**DOCUMENT SEGMENT**

****************

Here’s what’s on the table as countries hunt for new money.
Taxing the problem
The simplest formula is a global price on carbon. That idea has been around for a while, but made no progress. There are more recent, narrower versions as well.
Several island nations support a two percent tax on ships that burn dirty fuel oil. The International Monetary Fund has backed a tax on shipping and aviation — which together contribute around 3.5 percent of global greenhouse gas emissions. The U.N. secretary general, António Guterres, has called for a tax on the windfall profits of oil and gas companies in the aftermath of the Russian invasion of Ukraine.
Then there is perhaps the most politically difficult proposal: a two percent wealth tax on the world’s billionaires. The idea is to set a minimum share that billionaires should pay — not unlike the effort to implement a floor for corporate tax rates across the world. According to the Brazilian government, a supporter of the proposal, it could rake in up to $250 billion a year, including for climate finance.
Easing debt
Reeling from a pandemic, a recession and increasingly from extreme weather hazards, many low and middle-income countries face debt burdens so high that they are hard-pressed to pay for basic health and education services. When they are clobbered by a drought or flood, they end up borrowing more money to recover.

****************

**Region pointing data**

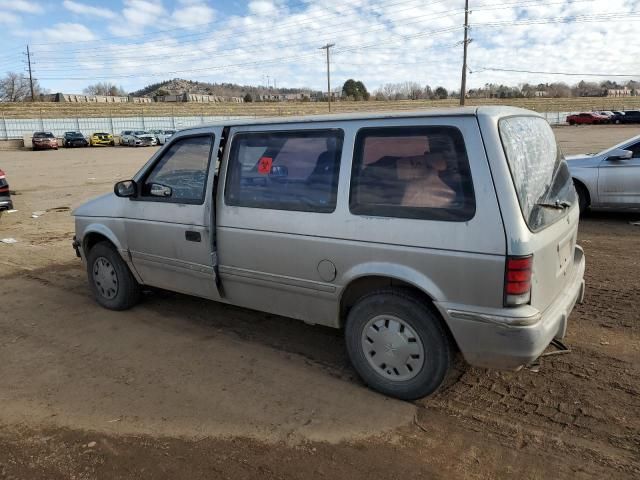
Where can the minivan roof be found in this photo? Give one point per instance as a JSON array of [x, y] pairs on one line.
[[489, 111]]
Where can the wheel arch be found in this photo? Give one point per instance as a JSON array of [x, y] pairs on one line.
[[96, 233], [578, 183], [411, 282]]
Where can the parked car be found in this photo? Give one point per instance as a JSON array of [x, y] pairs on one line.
[[137, 138], [101, 138], [5, 194], [44, 141], [74, 139], [629, 116], [163, 135], [587, 118], [324, 220], [606, 113], [609, 179]]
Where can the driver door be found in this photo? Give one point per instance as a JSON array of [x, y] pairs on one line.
[[619, 180], [169, 223]]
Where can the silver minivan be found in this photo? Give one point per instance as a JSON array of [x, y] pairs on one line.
[[423, 235]]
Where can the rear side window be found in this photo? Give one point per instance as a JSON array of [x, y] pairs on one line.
[[540, 174], [296, 170], [412, 172]]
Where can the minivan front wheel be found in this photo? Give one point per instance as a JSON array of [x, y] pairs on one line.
[[111, 282], [398, 345]]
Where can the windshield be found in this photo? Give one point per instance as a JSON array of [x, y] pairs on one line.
[[540, 174]]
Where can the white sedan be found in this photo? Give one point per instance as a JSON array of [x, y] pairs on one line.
[[163, 135], [609, 179]]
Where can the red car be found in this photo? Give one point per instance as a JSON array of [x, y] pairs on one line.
[[44, 141], [589, 118]]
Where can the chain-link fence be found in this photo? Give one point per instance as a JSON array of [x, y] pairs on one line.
[[16, 128]]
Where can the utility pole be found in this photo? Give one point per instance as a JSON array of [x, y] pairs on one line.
[[33, 99], [327, 47], [463, 86]]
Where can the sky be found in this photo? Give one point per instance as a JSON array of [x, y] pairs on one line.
[[133, 43]]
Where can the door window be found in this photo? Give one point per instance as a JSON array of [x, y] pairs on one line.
[[181, 174], [411, 172], [295, 170]]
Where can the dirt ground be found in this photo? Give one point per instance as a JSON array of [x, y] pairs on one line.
[[182, 388]]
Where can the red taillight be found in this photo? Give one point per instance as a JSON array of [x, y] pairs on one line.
[[517, 282]]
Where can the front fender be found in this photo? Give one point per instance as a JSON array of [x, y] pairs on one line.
[[84, 232]]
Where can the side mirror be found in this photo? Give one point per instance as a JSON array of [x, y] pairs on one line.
[[620, 154], [126, 188], [159, 190]]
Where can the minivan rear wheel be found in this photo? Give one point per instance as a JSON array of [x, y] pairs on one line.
[[397, 344], [110, 279]]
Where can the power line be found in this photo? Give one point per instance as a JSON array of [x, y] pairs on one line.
[[463, 81], [573, 74], [327, 47], [272, 37]]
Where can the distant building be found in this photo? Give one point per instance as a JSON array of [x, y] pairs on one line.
[[77, 98], [196, 98], [622, 92]]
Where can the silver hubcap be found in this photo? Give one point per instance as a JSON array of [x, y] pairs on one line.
[[105, 278], [392, 348]]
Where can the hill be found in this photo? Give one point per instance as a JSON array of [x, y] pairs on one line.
[[178, 86]]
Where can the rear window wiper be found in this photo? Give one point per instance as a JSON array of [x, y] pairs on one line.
[[558, 205]]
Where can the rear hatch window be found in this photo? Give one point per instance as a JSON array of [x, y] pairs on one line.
[[538, 169]]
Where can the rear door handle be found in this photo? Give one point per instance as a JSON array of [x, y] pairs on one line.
[[192, 236]]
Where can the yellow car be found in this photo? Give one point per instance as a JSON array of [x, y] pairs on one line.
[[101, 139]]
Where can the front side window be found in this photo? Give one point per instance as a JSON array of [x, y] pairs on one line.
[[540, 174], [181, 174], [295, 170], [412, 172]]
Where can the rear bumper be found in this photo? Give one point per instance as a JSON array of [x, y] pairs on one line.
[[507, 340]]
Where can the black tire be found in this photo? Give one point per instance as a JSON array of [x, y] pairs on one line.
[[583, 197], [437, 347], [126, 292]]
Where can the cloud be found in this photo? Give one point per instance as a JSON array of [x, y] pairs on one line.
[[189, 14], [8, 18], [262, 7], [375, 43], [68, 32], [82, 9], [20, 6]]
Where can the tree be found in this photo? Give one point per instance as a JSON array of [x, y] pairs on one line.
[[355, 90], [105, 88], [441, 93], [15, 87]]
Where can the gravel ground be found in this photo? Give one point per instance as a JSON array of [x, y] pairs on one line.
[[182, 388]]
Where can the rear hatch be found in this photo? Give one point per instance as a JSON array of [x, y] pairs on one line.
[[548, 203]]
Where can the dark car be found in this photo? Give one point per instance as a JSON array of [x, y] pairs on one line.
[[44, 141], [630, 116], [5, 196], [74, 139], [587, 118]]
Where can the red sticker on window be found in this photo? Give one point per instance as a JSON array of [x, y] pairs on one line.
[[264, 165]]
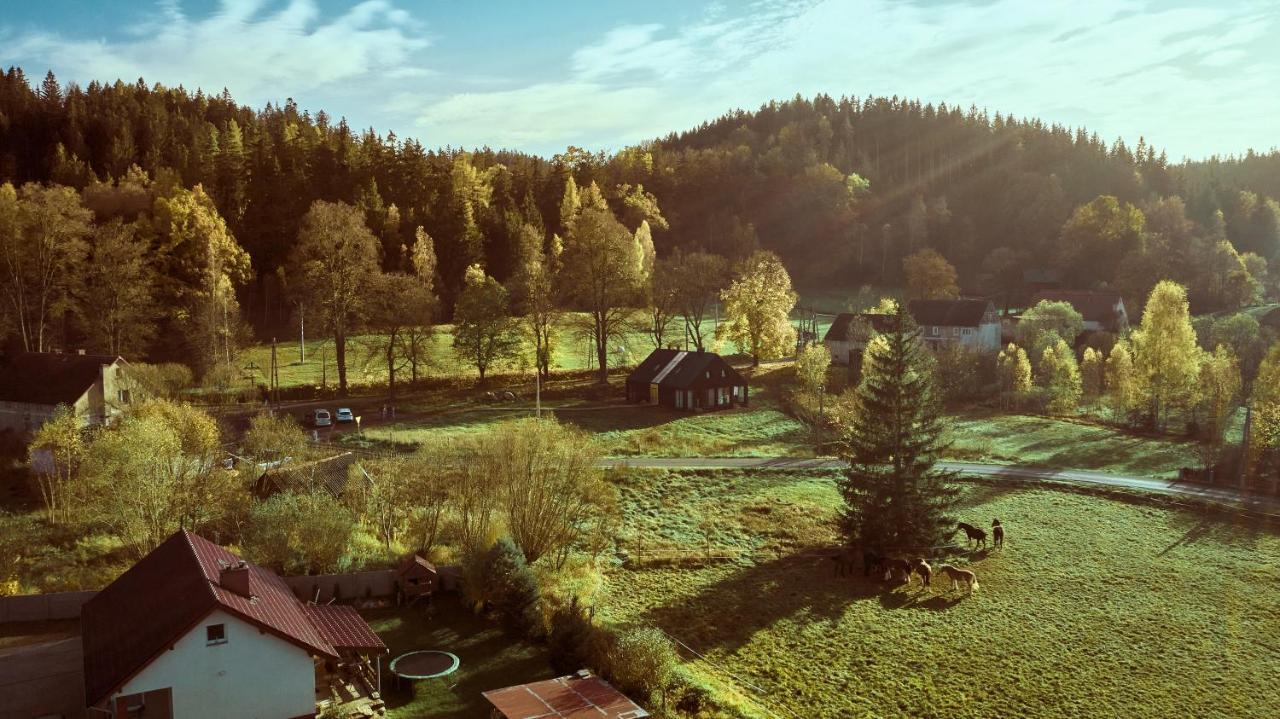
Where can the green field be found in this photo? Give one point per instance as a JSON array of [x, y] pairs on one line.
[[488, 659], [1096, 607]]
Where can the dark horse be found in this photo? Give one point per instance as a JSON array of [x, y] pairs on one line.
[[977, 536]]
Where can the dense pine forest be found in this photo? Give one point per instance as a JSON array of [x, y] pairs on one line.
[[193, 204]]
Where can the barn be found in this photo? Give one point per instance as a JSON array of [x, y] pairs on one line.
[[686, 380]]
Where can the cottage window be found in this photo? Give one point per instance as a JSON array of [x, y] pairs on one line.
[[215, 633]]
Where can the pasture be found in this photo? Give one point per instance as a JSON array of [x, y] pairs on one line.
[[1095, 608]]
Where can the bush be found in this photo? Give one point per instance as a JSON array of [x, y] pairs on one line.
[[643, 662], [499, 580]]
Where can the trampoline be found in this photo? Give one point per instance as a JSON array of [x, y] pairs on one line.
[[424, 664]]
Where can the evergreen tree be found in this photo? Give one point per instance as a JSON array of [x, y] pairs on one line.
[[895, 499]]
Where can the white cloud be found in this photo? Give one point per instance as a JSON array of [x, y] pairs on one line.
[[260, 51], [1185, 77]]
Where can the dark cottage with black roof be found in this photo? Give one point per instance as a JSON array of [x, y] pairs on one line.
[[686, 380]]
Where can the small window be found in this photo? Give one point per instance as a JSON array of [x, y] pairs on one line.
[[215, 633]]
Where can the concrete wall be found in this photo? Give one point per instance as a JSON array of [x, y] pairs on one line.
[[252, 674], [41, 607]]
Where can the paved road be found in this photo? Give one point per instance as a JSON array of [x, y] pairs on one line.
[[1065, 476]]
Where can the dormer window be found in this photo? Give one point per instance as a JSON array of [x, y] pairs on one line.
[[215, 633]]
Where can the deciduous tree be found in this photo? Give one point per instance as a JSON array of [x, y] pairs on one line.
[[757, 308]]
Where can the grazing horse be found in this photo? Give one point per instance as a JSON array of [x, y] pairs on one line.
[[977, 536], [960, 576], [923, 569], [844, 559], [896, 566], [872, 562]]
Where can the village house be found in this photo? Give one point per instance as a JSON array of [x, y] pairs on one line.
[[192, 631], [565, 697], [973, 324], [1102, 311], [32, 385], [686, 380]]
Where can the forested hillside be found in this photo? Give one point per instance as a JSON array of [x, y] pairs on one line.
[[841, 189]]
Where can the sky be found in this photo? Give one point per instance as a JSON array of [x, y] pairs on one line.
[[1194, 77]]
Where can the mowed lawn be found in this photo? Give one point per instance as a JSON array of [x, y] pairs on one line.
[[1065, 444], [1095, 608], [488, 659]]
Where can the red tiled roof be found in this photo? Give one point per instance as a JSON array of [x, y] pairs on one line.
[[565, 697], [164, 595], [343, 627]]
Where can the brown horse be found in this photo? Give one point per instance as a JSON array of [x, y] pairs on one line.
[[958, 576], [976, 535], [897, 566], [923, 569]]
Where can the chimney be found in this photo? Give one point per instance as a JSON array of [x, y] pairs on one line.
[[234, 578]]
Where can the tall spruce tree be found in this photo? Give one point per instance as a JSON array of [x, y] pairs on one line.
[[895, 499]]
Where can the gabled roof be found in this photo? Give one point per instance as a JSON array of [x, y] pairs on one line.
[[679, 370], [49, 378], [158, 600], [577, 696], [1093, 306], [343, 627], [949, 312]]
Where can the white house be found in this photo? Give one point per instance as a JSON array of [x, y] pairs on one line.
[[968, 323], [191, 631], [32, 384], [1101, 311]]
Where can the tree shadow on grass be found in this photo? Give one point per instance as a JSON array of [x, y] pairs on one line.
[[727, 613]]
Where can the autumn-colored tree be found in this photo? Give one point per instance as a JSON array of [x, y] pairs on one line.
[[1219, 393], [757, 308], [1165, 355], [1014, 370], [1060, 376], [928, 275], [484, 333], [42, 251], [1092, 372], [1265, 442], [333, 261], [600, 274], [1121, 383]]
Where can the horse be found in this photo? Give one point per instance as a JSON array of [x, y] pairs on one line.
[[977, 536], [844, 559], [872, 562], [923, 569], [958, 576], [896, 566]]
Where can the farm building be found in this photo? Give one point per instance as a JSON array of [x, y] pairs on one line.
[[32, 385], [686, 380], [416, 577], [968, 323], [193, 631], [577, 695], [1102, 311]]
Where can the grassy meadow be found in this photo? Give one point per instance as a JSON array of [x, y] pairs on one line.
[[1095, 608], [488, 659]]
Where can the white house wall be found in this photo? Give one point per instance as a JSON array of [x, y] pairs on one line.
[[252, 676]]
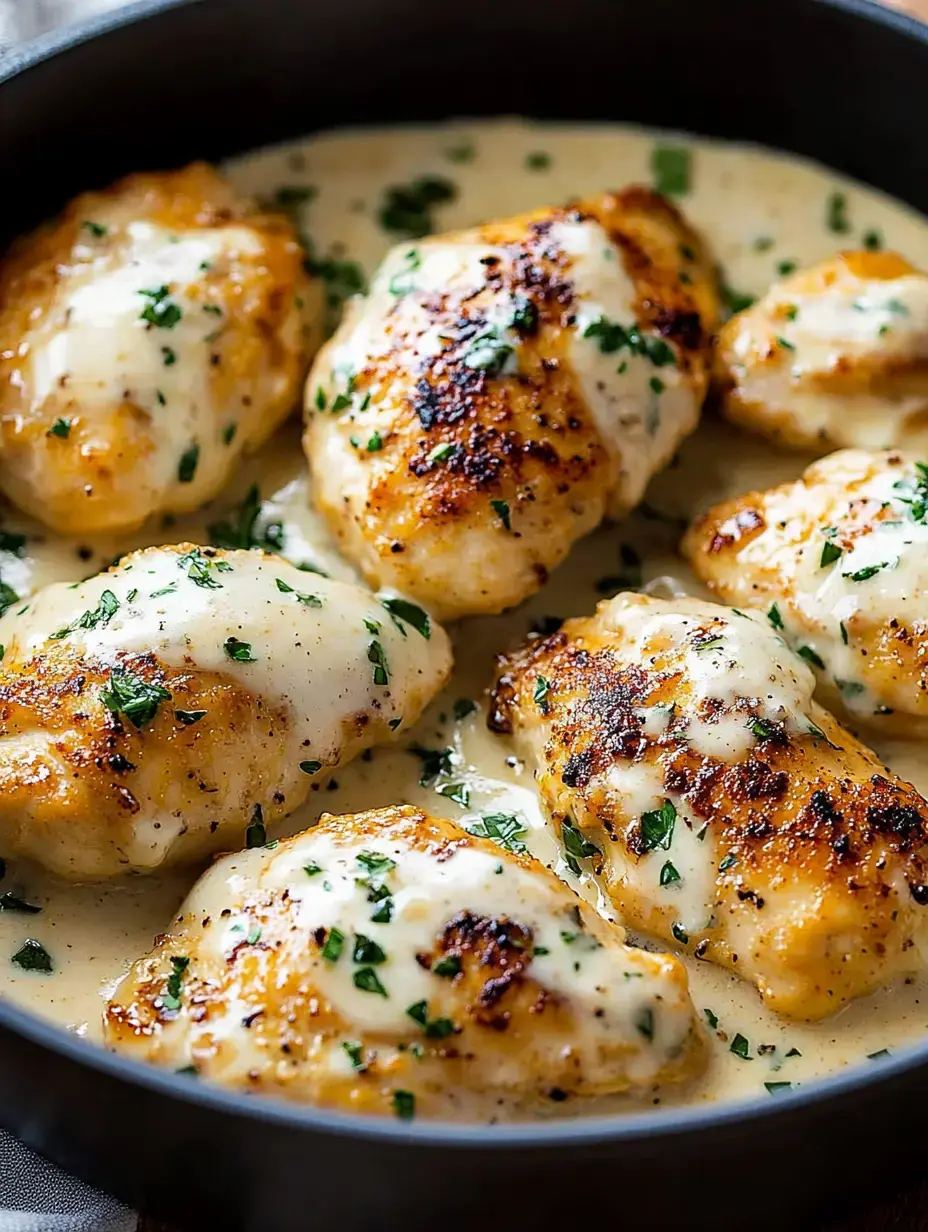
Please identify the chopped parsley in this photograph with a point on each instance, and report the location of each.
(306, 599)
(836, 213)
(366, 950)
(669, 875)
(411, 614)
(33, 956)
(404, 1104)
(406, 208)
(377, 657)
(440, 453)
(134, 697)
(500, 828)
(334, 945)
(869, 571)
(434, 1028)
(402, 280)
(160, 309)
(765, 729)
(577, 848)
(645, 1023)
(657, 827)
(239, 652)
(487, 351)
(170, 998)
(540, 695)
(201, 569)
(611, 336)
(671, 168)
(97, 617)
(11, 542)
(355, 1053)
(369, 982)
(741, 1047)
(187, 465)
(434, 761)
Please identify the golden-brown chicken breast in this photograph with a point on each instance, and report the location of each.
(390, 961)
(679, 752)
(833, 356)
(503, 388)
(148, 336)
(839, 563)
(187, 697)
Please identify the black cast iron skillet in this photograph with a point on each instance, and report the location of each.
(162, 83)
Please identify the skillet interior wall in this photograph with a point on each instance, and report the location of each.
(219, 77)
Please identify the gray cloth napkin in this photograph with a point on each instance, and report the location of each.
(35, 1195)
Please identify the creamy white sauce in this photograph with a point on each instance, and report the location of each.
(96, 339)
(738, 197)
(297, 640)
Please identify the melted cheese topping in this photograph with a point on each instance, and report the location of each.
(608, 987)
(324, 649)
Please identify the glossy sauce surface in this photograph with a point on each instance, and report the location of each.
(762, 213)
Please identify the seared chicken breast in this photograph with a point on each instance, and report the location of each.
(682, 758)
(187, 697)
(839, 563)
(832, 356)
(148, 336)
(503, 388)
(386, 961)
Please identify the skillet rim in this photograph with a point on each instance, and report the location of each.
(615, 1127)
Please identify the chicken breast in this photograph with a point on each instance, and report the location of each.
(503, 388)
(839, 563)
(833, 356)
(186, 699)
(388, 961)
(148, 336)
(683, 760)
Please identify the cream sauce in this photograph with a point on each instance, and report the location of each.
(757, 210)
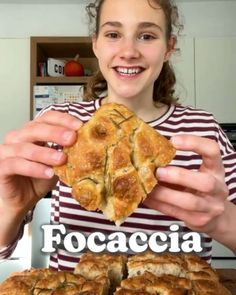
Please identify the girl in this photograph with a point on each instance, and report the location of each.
(133, 42)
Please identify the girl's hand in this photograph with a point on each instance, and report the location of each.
(196, 197)
(26, 161)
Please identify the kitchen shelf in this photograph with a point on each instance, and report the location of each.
(61, 80)
(42, 48)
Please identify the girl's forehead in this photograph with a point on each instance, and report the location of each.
(131, 10)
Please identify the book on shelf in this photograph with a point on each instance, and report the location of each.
(45, 95)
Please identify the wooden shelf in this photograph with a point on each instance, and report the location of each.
(61, 80)
(65, 48)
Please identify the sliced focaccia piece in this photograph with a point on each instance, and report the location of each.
(152, 284)
(111, 167)
(107, 265)
(22, 283)
(162, 264)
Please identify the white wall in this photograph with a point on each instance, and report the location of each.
(204, 18)
(20, 21)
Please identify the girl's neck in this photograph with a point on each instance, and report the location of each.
(145, 109)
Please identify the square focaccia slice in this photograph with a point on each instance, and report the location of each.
(111, 166)
(22, 283)
(161, 264)
(68, 283)
(107, 265)
(152, 284)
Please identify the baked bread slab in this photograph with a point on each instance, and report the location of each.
(112, 164)
(196, 277)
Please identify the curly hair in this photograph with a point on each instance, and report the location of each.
(164, 86)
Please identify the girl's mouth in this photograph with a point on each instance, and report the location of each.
(130, 71)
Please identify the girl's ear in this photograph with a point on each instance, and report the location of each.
(94, 44)
(170, 47)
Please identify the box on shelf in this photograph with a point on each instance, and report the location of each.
(55, 67)
(45, 95)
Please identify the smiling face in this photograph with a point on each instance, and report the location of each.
(131, 47)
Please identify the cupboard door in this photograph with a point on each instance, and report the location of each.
(14, 83)
(183, 64)
(215, 77)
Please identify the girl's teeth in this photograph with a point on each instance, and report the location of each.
(129, 71)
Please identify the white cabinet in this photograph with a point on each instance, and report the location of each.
(183, 64)
(14, 83)
(215, 60)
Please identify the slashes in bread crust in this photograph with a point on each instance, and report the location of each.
(112, 164)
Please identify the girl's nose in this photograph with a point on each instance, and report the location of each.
(129, 50)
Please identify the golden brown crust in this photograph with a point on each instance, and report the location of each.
(112, 267)
(111, 166)
(47, 282)
(102, 274)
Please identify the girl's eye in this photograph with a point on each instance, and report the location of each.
(146, 37)
(112, 35)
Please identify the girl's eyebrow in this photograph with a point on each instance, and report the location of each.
(141, 25)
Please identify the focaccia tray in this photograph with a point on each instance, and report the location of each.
(105, 274)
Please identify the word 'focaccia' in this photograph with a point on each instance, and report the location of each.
(112, 164)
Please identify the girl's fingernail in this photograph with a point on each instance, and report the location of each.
(57, 156)
(161, 173)
(76, 124)
(68, 135)
(176, 141)
(49, 172)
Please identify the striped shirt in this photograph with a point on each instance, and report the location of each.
(177, 120)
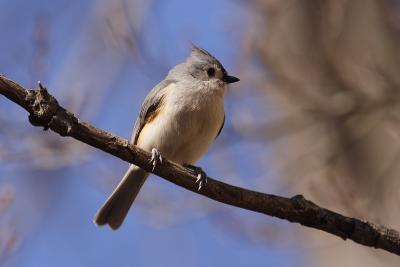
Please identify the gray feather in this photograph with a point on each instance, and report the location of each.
(149, 105)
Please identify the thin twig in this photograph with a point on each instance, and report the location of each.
(45, 111)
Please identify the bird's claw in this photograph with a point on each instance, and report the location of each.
(156, 158)
(200, 174)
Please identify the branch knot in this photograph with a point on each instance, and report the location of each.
(43, 107)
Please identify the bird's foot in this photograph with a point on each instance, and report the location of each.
(156, 158)
(199, 173)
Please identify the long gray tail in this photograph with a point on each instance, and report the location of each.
(115, 209)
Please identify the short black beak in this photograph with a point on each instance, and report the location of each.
(230, 79)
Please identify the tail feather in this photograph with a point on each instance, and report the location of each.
(116, 207)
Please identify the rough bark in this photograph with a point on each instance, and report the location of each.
(45, 111)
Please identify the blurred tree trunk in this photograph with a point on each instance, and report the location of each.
(335, 68)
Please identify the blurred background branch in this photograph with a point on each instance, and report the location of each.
(44, 111)
(318, 94)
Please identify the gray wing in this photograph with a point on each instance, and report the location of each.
(149, 106)
(222, 126)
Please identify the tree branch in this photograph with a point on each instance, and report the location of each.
(45, 111)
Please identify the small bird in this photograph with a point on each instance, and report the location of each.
(179, 119)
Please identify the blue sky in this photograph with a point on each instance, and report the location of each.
(63, 234)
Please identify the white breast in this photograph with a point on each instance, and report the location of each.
(187, 124)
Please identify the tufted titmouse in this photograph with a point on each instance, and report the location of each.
(179, 119)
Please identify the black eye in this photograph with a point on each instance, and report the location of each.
(211, 72)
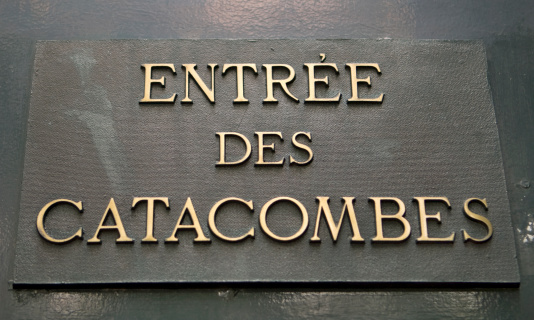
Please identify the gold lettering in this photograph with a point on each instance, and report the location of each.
(282, 82)
(312, 80)
(150, 215)
(423, 217)
(222, 148)
(301, 146)
(334, 229)
(195, 226)
(149, 81)
(239, 77)
(262, 146)
(213, 226)
(476, 217)
(190, 69)
(398, 216)
(123, 238)
(263, 219)
(44, 211)
(354, 80)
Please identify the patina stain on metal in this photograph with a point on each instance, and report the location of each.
(430, 145)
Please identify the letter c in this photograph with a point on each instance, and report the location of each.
(44, 211)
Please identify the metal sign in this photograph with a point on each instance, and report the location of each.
(263, 161)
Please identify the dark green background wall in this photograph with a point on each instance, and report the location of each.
(506, 27)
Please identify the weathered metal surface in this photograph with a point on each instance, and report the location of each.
(434, 135)
(505, 28)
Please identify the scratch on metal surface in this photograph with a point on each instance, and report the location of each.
(100, 123)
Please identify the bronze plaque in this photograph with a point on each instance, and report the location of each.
(302, 161)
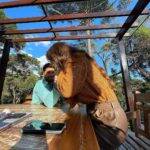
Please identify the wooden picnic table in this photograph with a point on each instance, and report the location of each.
(78, 135)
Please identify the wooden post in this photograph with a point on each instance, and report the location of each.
(126, 78)
(3, 64)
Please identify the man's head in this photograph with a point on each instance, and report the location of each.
(48, 72)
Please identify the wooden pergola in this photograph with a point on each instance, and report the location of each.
(132, 15)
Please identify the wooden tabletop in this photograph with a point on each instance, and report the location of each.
(78, 135)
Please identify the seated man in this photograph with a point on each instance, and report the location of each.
(44, 91)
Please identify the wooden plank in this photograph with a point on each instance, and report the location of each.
(31, 3)
(126, 78)
(74, 137)
(3, 64)
(135, 13)
(59, 38)
(143, 97)
(63, 29)
(70, 17)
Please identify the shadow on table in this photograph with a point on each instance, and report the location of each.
(29, 142)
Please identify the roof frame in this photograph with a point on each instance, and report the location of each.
(132, 16)
(71, 16)
(32, 2)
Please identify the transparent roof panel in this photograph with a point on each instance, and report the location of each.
(73, 8)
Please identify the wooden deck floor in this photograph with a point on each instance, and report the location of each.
(134, 143)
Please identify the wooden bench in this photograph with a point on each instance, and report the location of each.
(79, 133)
(135, 143)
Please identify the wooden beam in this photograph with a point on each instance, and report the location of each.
(20, 3)
(135, 13)
(70, 17)
(126, 78)
(63, 29)
(3, 64)
(59, 38)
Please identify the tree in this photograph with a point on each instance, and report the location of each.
(20, 78)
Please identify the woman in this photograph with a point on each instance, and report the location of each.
(81, 80)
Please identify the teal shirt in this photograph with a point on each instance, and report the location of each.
(44, 93)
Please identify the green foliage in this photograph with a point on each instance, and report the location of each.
(20, 78)
(142, 33)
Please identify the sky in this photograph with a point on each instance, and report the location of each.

****************

**ACTIVITY LIST**
a: Summarize the passage on funding proposals in two sentences.
b: Retype the passage on funding proposals between "Taxing the problem" and "versions as well.", inclusive.
The items can be set aside.

**PER-TASK OUTPUTS**
a: Options for raising new money include a global carbon price, taxes on shipping, aviation, and oil and gas windfall profits, and a two percent wealth tax on billionaires that Brazil says could bring in up to $250 billion a year. Many low and middle-income countries also carry debts so high that they struggle to pay for basic health and education services, and they borrow more to recover after droughts or floods.

b:
Taxing the problem
The simplest formula is a global price on carbon. That idea has been around for a while, but made no progress. There are more recent, narrower versions as well.